# [Data for processing]
○ ○ ○ ○ ○ ○ ○
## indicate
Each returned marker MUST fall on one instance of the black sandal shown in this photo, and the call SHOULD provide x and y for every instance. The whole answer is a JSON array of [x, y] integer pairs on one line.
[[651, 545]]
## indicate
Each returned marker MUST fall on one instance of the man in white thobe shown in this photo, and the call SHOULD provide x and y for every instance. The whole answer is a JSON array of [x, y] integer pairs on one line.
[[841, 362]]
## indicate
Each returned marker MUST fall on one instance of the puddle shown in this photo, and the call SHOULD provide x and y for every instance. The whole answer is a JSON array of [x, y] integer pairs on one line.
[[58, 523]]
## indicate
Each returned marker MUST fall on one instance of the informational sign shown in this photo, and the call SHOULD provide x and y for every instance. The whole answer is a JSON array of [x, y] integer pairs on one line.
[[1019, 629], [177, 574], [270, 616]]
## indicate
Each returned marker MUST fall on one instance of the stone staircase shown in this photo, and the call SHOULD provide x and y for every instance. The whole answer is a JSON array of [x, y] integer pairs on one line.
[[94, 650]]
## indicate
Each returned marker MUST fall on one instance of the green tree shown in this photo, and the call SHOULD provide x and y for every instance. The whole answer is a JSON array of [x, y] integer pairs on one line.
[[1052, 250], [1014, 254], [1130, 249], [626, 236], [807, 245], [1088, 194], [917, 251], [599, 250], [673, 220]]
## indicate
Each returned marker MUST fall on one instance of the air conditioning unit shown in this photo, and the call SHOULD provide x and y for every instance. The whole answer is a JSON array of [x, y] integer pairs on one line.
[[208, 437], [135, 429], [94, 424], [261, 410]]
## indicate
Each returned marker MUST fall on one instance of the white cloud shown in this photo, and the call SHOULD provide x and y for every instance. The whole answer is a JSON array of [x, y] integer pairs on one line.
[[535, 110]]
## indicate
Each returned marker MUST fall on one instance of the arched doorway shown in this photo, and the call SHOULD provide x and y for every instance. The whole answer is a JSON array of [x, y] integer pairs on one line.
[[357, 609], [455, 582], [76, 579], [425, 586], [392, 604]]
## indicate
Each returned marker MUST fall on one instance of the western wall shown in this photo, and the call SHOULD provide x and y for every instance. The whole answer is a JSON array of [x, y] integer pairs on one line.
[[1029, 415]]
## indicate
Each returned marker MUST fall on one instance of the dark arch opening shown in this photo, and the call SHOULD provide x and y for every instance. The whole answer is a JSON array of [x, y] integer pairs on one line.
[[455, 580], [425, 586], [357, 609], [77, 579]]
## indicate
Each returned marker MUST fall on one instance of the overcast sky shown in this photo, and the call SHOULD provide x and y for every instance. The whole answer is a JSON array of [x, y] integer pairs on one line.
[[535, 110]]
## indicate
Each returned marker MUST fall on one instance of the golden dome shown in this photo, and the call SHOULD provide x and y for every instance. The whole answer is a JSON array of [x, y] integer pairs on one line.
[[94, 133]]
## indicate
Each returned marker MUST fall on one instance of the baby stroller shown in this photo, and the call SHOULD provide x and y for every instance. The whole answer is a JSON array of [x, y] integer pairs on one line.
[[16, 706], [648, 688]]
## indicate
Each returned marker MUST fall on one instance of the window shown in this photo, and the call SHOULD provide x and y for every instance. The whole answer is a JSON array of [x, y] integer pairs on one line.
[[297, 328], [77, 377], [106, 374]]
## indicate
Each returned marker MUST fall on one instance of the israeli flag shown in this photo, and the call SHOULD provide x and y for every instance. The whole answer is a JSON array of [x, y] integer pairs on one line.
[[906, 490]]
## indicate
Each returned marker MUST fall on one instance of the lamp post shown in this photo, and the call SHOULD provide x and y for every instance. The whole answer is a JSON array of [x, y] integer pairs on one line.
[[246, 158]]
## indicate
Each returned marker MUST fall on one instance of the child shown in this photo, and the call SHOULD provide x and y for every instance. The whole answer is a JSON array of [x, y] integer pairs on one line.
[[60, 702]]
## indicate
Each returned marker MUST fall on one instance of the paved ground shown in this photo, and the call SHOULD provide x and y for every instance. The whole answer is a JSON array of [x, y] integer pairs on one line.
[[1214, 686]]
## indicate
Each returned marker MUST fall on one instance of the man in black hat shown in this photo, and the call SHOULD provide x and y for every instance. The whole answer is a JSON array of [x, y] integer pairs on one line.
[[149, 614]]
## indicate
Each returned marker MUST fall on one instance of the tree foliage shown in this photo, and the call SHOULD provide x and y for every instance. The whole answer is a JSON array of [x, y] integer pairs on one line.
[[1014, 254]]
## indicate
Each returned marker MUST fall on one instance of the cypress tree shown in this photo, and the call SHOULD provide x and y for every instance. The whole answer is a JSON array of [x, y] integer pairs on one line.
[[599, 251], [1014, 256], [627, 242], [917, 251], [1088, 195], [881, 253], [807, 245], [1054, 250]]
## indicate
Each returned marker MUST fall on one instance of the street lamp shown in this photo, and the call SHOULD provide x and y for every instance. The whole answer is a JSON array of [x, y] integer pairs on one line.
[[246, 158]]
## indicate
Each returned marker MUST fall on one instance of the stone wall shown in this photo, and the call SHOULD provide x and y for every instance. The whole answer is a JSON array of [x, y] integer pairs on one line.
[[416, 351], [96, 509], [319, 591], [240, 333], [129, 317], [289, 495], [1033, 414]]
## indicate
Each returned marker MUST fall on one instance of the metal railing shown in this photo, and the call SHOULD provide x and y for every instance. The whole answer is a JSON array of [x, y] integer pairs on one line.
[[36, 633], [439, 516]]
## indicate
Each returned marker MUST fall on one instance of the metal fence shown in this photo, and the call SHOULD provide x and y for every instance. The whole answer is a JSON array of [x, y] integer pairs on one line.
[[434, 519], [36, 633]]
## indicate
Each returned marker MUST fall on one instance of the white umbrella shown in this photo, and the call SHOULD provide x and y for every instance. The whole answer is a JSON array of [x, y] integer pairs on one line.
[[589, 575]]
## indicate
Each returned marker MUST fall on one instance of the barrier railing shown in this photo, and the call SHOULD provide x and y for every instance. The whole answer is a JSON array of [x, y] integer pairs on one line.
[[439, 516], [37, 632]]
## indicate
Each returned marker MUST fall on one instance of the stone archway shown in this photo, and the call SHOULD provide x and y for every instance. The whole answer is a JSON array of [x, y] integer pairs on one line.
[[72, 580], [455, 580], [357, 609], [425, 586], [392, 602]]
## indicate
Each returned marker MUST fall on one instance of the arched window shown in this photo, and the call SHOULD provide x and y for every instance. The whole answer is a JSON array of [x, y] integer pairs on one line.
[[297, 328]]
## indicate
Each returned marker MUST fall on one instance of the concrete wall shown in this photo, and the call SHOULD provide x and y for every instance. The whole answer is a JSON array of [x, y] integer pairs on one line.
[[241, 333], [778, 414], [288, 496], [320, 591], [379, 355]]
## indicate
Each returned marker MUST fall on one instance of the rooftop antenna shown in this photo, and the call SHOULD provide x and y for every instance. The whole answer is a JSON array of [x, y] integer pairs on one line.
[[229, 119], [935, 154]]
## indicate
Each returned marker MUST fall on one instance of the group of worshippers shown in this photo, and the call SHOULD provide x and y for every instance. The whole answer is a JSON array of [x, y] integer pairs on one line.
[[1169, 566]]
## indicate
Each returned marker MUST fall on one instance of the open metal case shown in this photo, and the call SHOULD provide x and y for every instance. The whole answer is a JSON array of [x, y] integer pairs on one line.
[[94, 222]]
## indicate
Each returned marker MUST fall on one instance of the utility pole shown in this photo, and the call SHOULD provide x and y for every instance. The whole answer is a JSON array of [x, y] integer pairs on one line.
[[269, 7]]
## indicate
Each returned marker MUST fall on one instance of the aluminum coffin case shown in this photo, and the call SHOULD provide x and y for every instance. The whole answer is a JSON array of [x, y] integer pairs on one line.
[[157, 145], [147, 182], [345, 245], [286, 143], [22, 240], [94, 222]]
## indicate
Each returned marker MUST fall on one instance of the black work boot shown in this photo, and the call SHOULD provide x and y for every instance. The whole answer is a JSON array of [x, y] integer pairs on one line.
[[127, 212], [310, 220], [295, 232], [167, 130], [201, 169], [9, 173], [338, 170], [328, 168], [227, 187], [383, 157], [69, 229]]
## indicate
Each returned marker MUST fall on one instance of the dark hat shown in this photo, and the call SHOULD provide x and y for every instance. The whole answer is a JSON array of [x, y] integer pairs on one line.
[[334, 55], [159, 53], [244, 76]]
○ ○ ○ ○ ○ ○ ○
Please lay out the lines of the items as a numbered list, leaving out blank lines, starting from the first line of the items and going on through the line that contains "[[1019, 629], [177, 574], [270, 616]]".

# [Answer to the task]
1. ## indicate
2. Each returned marker MUST fall on one instance of the black sandal shown in this photo, and the call SHOULD provide x and y for every instance. The whole answer is a JSON array of [x, y] integer pairs on one line.
3. [[651, 545]]
4. ## indicate
5. Each returned marker MUST fall on one instance of the man in white thobe shown in this photo, and the call SHOULD provide x and y for every instance. The whole answer is a JSON array of [x, y] integer pairs on one line.
6. [[841, 362]]
7. ## indicate
8. Each returned marker MUST fall on one instance of the puddle shown in this photo, and the call SHOULD provide x and y for every instance. The whole answer is a JSON array of [x, y] integer pairs on one line.
9. [[58, 523]]
10. ## indicate
11. Each returned marker MUST fall on one instance of the informational sign shown in this photo, and the call SHOULD provide x and y for every instance. The whole answer is a JSON array of [x, y] integer pairs on one line.
12. [[1019, 629], [177, 574], [270, 616]]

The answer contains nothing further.